--- Start of SELECTED TEXT ---

Lesson

The Sun, a Model Star

Required Reading

chapter 6
chapter 7

Our favorite star has to be the Sun. It is, by all accounts, just an average star, but extraordinary to us as a giver of life. This lesson covers two chapters in the text, starting first with the overall structure of the Sun and the Earth–Sun connection, and finishing with the nuclear powerhouse that rages in the core of the Sun. The activity connected to the lesson introduces the data we've obtained from the SOHO satellite, which has been monitoring the Sun continuously over the past few years. You will be calculating the tremendous velocity of a solar flare and the time it will take for the energy released to reach and affect Earth.

Learning Objectives

Key Terms

corona
chromosphere
photosphere
transition region
coronal holes
granulation
sunspots
sunspot cycle
flares
prominences
active regions
filaments
elementary particles
neutrinos
fusion
fission
hydrostatic equilibrium
radiation
convection
solar seismology

After completing this lesson (including the lecture), you should be able to

Earth-Sun Connection

Recognize what observations of the Sun at different wavelengths tell us about the Sun.

--- End of SELECTED TEXT ---

■ TO-DO LIST ■
a – In the Sun lesson, which satellite provides the data used in the activity?
b – Go on with the Sun lesson, picking up after its last line.

--- Start of PROVIDED MATERIAL ---

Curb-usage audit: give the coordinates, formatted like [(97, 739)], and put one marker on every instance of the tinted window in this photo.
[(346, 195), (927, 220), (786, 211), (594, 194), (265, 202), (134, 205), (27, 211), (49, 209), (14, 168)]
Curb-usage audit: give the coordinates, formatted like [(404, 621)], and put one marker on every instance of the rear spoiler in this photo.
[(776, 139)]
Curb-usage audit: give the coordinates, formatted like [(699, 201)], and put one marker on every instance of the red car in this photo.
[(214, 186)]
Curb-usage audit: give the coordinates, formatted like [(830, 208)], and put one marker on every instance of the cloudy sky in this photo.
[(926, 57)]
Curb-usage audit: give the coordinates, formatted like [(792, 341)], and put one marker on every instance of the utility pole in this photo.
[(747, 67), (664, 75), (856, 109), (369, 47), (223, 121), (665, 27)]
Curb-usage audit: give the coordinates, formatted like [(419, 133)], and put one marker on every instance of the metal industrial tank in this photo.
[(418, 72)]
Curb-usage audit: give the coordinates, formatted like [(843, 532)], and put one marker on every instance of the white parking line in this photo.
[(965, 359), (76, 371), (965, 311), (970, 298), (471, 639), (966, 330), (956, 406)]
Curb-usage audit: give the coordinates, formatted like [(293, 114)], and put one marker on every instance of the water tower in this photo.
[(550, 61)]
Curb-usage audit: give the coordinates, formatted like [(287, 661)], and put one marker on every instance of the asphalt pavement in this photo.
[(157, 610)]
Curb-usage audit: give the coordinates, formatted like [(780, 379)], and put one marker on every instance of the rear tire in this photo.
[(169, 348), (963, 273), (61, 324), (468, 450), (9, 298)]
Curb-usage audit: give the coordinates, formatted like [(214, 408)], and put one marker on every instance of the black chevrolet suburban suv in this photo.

--- End of PROVIDED MATERIAL ---

■ THE REPLIES ■
a – The SOHO satellite.

b –
Summarize the major ways solar activity affects the Earth.
Examine a series of images taken of a coronal mass ejection from the Sun and calculate the speed of the material and the Sun-to-Earth travel time.
Explain what sunspots are and why they look dark.
Define the following and explain what affect they may have on the Earth: solar wind, coronal mass ejection, flare.
Summarize current theories on the cause of aurorae.
Describe what is meant by an "active region" of the Sun, and list some of the features of active regions.
Solar Interior
outline each of the major regions of the Sun, listing the major characteristics of each region and how radiation is transported through it;
relate how hydrostatic equilibrium works similar to a thermostat to maintain balance in the interior of the Sun; and
explain the proton-proton cycle in easy-to-understand language.

Introduction

This lesson takes a look at the Sun at two different levels. The first level considers how the Sun affects the Earth and the life on it—the activity of the Sun and its 22-year sunspot cycle. Solar activity involves the photosphere, chromosphere, and corona of the Sun. For the second level, we are going to imagine that we have an indestructible spaceship that is capable of withstanding temperatures of millions of degrees and extremely high pressure. We are going to imagine that we are able to journey not only to the Sun but also to its very core, right to where the nuclear powerhouse is raging. Along the way, we'll take notes of what we see out our window.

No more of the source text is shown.